[Items from a data source]
· · · · · · ·

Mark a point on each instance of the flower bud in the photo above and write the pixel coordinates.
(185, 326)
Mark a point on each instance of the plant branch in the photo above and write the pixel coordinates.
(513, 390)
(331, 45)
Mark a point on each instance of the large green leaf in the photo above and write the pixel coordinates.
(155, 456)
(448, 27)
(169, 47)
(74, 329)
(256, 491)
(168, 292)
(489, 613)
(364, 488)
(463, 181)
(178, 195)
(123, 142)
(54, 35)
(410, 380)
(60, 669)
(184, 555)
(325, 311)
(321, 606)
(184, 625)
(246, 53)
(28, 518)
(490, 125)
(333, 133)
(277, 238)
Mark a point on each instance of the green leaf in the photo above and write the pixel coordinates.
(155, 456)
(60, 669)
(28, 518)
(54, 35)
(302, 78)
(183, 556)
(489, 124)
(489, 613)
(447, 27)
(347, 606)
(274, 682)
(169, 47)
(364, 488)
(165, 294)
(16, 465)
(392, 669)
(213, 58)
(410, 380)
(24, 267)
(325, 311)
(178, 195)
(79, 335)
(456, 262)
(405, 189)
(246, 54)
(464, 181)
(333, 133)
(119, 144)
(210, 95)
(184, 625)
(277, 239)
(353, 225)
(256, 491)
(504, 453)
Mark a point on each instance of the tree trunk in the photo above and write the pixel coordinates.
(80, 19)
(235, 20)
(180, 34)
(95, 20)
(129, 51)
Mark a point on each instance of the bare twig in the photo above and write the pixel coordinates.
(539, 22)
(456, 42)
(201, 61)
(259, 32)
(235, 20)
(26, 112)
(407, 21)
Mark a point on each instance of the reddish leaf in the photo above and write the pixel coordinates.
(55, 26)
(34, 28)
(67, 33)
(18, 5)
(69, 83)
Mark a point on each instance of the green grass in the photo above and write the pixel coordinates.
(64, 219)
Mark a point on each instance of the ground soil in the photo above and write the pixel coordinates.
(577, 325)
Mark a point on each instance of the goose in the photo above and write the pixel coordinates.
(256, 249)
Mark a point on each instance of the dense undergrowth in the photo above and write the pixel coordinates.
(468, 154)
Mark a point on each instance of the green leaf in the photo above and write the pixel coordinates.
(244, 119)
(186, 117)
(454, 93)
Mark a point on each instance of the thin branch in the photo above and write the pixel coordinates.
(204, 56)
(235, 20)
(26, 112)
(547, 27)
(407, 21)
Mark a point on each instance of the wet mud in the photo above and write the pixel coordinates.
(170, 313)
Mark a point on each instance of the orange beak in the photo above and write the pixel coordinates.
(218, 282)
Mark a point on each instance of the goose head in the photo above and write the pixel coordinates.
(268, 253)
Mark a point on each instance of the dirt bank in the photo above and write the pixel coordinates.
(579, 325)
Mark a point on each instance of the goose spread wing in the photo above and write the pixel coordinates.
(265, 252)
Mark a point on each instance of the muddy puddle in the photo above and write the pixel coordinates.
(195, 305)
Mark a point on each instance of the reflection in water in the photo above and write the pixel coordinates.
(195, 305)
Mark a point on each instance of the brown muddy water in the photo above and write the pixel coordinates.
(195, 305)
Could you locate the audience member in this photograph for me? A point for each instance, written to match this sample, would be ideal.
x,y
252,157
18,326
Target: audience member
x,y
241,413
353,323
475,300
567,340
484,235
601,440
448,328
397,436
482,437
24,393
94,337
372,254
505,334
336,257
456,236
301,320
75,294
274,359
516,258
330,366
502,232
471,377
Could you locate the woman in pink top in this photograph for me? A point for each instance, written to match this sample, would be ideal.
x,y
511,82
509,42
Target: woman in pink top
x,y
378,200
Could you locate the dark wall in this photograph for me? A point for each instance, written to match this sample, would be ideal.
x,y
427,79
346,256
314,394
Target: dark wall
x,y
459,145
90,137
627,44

· · · · · · ·

• _Task to complete_
Extract all of the material exactly as it is written.

• _Answer to the task_
Mark a point on each instance of the flower bud in the photo above and write the pixel coordinates.
(185, 326)
Mark a point on each instance of the plant branch in the photo above and write the pixel coordinates.
(513, 390)
(331, 45)
Mark a point on each instance of the large green leaf in the photo above and write the pixel coordinates.
(155, 456)
(448, 27)
(169, 47)
(74, 329)
(256, 491)
(168, 292)
(489, 613)
(364, 488)
(463, 181)
(178, 195)
(123, 142)
(54, 35)
(410, 380)
(60, 669)
(184, 555)
(325, 311)
(321, 606)
(184, 625)
(246, 53)
(28, 518)
(490, 125)
(333, 133)
(277, 238)
Mark a point on each instance of the green leaf in the photo above and write the pixel coordinates.
(155, 456)
(60, 669)
(28, 518)
(54, 35)
(302, 78)
(183, 556)
(489, 124)
(489, 613)
(447, 27)
(347, 606)
(274, 682)
(169, 47)
(364, 488)
(165, 294)
(16, 465)
(392, 669)
(213, 58)
(410, 380)
(24, 267)
(325, 311)
(178, 195)
(79, 335)
(456, 262)
(405, 189)
(246, 54)
(464, 181)
(333, 133)
(119, 144)
(210, 95)
(184, 625)
(277, 239)
(353, 225)
(256, 491)
(504, 453)
Mark a point on each instance of the tree trunk in the photo above and write the pixel coordinates.
(80, 19)
(235, 20)
(180, 34)
(95, 20)
(129, 51)
Mark a point on each instance of the bare twig in the photo above and write the pixel coordinates.
(539, 22)
(456, 42)
(201, 61)
(259, 32)
(235, 20)
(26, 112)
(407, 21)
Mark a point on each instance of the reddish leaf in the photo above and write the pixel coordinates.
(55, 26)
(34, 28)
(67, 33)
(18, 5)
(69, 83)
Mark a point on each instance of the green grass in the photo above and write the pixel coordinates.
(64, 219)
Mark a point on each instance of the ground soil in the photo above and write the pixel coordinates.
(577, 325)
Mark a point on each instance of the goose in the photo above and write the pixel coordinates.
(256, 249)
Mark a point on each instance of the dense undergrowth in the photo above and write the pixel coordinates.
(468, 154)
Mark a point on each instance of the green leaf in the photo above and write the pixel coordinates.
(244, 119)
(186, 117)
(454, 93)
Mark a point on each instance of the thin branch in the photo above and write the pixel coordinates.
(204, 56)
(235, 20)
(26, 112)
(547, 27)
(407, 21)
Mark a point on each instance of the wet mud in the photo above and write the pixel coordinates.
(170, 313)
Mark a point on each instance of the orange beak in the photo above and write the pixel coordinates.
(218, 282)
Mark a point on each instance of the goose head in the photo above and write the pixel coordinates.
(268, 253)
Mark a point on each instance of the dirt bank in the photo above and write the pixel coordinates.
(579, 325)
Mark a point on each instance of the goose spread wing in the photo above and write the pixel coordinates.
(265, 252)
Mark a point on each instance of the muddy puddle in the photo above and write the pixel coordinates.
(195, 305)
Mark a point on each instance of the reflection in water in the photo above and write the pixel coordinates.
(195, 305)
Mark a point on each instance of the brown muddy water in the photo above and write the pixel coordinates.
(195, 305)
Could you locate the audience member in this photograph for me? A point for each instance, written to match this sample, would be ideal.
x,y
252,157
18,326
Target: audience member
x,y
241,413
353,323
475,300
567,340
484,235
601,440
448,328
397,436
482,437
24,393
94,337
372,254
505,334
336,257
456,236
301,320
75,294
274,359
516,258
330,366
502,232
471,377
Could you locate the woman in pink top in this photograph for me? A point for each instance, written to match this sample, would be ideal.
x,y
511,82
509,42
Target: woman in pink top
x,y
378,200
Could you locate the dark wall in this photograph for me? A point for each instance, written to match this sample, would be ideal.
x,y
427,79
346,256
314,394
Target: dark wall
x,y
459,145
90,137
627,44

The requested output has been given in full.